___ TASK DATA

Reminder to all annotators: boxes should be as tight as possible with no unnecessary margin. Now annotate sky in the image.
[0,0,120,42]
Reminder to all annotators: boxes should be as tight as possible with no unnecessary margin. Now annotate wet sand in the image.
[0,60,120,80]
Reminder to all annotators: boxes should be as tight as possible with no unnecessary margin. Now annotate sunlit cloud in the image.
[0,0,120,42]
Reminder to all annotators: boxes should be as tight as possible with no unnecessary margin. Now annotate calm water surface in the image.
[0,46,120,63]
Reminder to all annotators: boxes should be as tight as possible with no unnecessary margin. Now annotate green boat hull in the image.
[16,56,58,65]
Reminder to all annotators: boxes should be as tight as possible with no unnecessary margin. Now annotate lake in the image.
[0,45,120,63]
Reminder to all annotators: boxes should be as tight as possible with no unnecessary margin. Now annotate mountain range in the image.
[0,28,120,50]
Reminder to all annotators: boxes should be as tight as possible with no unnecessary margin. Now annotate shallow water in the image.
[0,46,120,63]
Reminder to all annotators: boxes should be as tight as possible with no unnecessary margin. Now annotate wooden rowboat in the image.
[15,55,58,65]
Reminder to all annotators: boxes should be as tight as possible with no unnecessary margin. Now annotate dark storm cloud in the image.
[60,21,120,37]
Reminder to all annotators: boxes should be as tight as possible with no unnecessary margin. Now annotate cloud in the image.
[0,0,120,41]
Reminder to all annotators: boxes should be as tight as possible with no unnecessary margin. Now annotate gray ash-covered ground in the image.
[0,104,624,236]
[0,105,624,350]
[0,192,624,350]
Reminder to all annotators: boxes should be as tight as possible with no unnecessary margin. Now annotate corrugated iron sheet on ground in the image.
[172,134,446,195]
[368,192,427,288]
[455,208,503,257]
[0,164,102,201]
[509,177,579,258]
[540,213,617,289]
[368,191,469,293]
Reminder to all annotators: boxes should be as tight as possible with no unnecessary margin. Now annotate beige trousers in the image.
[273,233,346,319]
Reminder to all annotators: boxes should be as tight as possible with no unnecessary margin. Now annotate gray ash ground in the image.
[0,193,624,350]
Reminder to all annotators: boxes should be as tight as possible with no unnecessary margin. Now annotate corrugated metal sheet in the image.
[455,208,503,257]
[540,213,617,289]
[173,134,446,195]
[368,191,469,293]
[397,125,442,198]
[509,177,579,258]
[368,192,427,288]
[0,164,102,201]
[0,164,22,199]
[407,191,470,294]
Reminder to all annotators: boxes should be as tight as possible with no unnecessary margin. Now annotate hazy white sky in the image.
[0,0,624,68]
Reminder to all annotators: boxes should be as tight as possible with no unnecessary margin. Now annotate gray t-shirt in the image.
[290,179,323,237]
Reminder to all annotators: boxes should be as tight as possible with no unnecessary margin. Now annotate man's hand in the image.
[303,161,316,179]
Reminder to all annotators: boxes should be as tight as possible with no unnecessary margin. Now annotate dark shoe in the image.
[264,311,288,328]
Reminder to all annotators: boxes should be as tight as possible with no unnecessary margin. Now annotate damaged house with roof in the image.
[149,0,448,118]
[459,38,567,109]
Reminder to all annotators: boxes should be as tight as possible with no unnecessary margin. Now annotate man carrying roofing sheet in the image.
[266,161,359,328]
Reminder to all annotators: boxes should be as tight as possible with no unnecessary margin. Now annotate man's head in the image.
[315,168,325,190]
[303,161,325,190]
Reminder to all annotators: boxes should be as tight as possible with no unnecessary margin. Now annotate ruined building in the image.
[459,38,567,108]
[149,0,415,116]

______

▶ _GIVEN REQUEST_
Convert the rows above into a Markdown table with the columns No. and Line, putting each line in its own table row with its number and leaving out blank lines.

▶ _FULL RESPONSE_
| No. | Line |
|---|---|
| 1 | Reminder to all annotators: boxes should be as tight as possible with no unnecessary margin. Now annotate sky in the image. |
| 2 | [0,0,120,42] |
| 3 | Reminder to all annotators: boxes should be as tight as possible with no unnecessary margin. Now annotate wet sand in the image. |
| 4 | [0,60,120,80] |
| 5 | Reminder to all annotators: boxes should be as tight as possible with no unnecessary margin. Now annotate sunlit cloud in the image. |
| 6 | [0,0,120,42] |
| 7 | Reminder to all annotators: boxes should be as tight as possible with no unnecessary margin. Now annotate calm water surface in the image. |
| 8 | [0,46,120,63] |
| 9 | Reminder to all annotators: boxes should be as tight as possible with no unnecessary margin. Now annotate green boat hull in the image. |
| 10 | [16,56,58,65] |
| 11 | Reminder to all annotators: boxes should be as tight as possible with no unnecessary margin. Now annotate lake in the image. |
| 12 | [0,45,120,63] |
| 13 | Reminder to all annotators: boxes should be as tight as possible with no unnecessary margin. Now annotate mountain range in the image. |
| 14 | [0,28,120,50] |
| 15 | Reminder to all annotators: boxes should be as tight as possible with no unnecessary margin. Now annotate shallow water in the image. |
| 16 | [0,46,120,63] |
| 17 | Reminder to all annotators: boxes should be as tight as possible with no unnecessary margin. Now annotate wooden rowboat in the image. |
| 18 | [15,55,58,65] |
| 19 | Reminder to all annotators: boxes should be as tight as possible with no unnecessary margin. Now annotate dark storm cloud in the image. |
| 20 | [60,21,120,37] |
| 21 | Reminder to all annotators: boxes should be as tight as possible with no unnecessary margin. Now annotate cloud in the image. |
| 22 | [0,0,120,41] |
| 23 | Reminder to all annotators: boxes should be as tight as possible with no unnecessary margin. Now annotate gray ash-covered ground in the image. |
| 24 | [0,104,624,236] |
| 25 | [0,105,624,350] |
| 26 | [0,192,624,350] |
| 27 | Reminder to all annotators: boxes should be as tight as possible with no unnecessary margin. Now annotate corrugated iron sheet on ground in the image. |
| 28 | [172,134,446,195] |
| 29 | [368,192,427,288] |
| 30 | [455,208,503,257] |
| 31 | [0,164,102,201] |
| 32 | [509,177,579,258] |
| 33 | [540,213,617,289] |
| 34 | [368,191,469,293] |
| 35 | Reminder to all annotators: boxes should be as tight as possible with no unnecessary margin. Now annotate beige trousers in the image. |
| 36 | [273,233,346,319] |
| 37 | Reminder to all annotators: boxes should be as tight as possible with no unnecessary margin. Now annotate gray ash ground in the image. |
| 38 | [0,193,624,350] |
| 39 | Reminder to all annotators: boxes should be as tight as possible with no unnecessary margin. Now annotate corrugated metal sheet in the image. |
| 40 | [455,208,503,257] |
| 41 | [540,213,617,289] |
| 42 | [173,134,446,195] |
| 43 | [368,191,469,293] |
| 44 | [397,125,442,198] |
| 45 | [509,177,579,258] |
| 46 | [368,192,427,288] |
| 47 | [0,164,102,201] |
| 48 | [0,164,22,199] |
| 49 | [407,191,470,294] |
| 50 | Reminder to all annotators: boxes should be as tight as possible with no unnecessary margin. Now annotate hazy white sky in the image. |
| 51 | [0,0,624,68] |
| 52 | Reminder to all annotators: boxes should be as tight as possible with no unnecessary margin. Now annotate gray t-shirt in the image. |
| 53 | [290,179,323,237] |
| 54 | Reminder to all annotators: boxes should be as tight as possible with no unnecessary margin. Now annotate man's hand in the image. |
| 55 | [303,161,316,179] |
| 56 | Reminder to all annotators: boxes should be as tight as possible with no unnecessary margin. Now annotate dark shoe in the image. |
| 57 | [264,311,288,328] |
| 58 | Reminder to all annotators: boxes should be as tight as possible with no unnecessary margin. Now annotate damaged house with roof in the image. |
| 59 | [149,0,448,118] |
| 60 | [459,38,567,109] |
| 61 | Reminder to all annotators: boxes should be as tight as possible with no unnecessary margin. Now annotate man carrying roofing sheet in the image. |
| 62 | [266,161,359,328] |
| 63 | Reminder to all annotators: boxes should be as tight as possible with no unnecessary margin. Now annotate man's head in the image. |
| 64 | [315,168,325,190] |
| 65 | [303,161,325,190] |
| 66 | Reminder to all annotators: boxes should be as tight as possible with no unnecessary margin. Now annotate ruined building in the image. |
| 67 | [459,38,567,108] |
| 68 | [149,0,415,116] |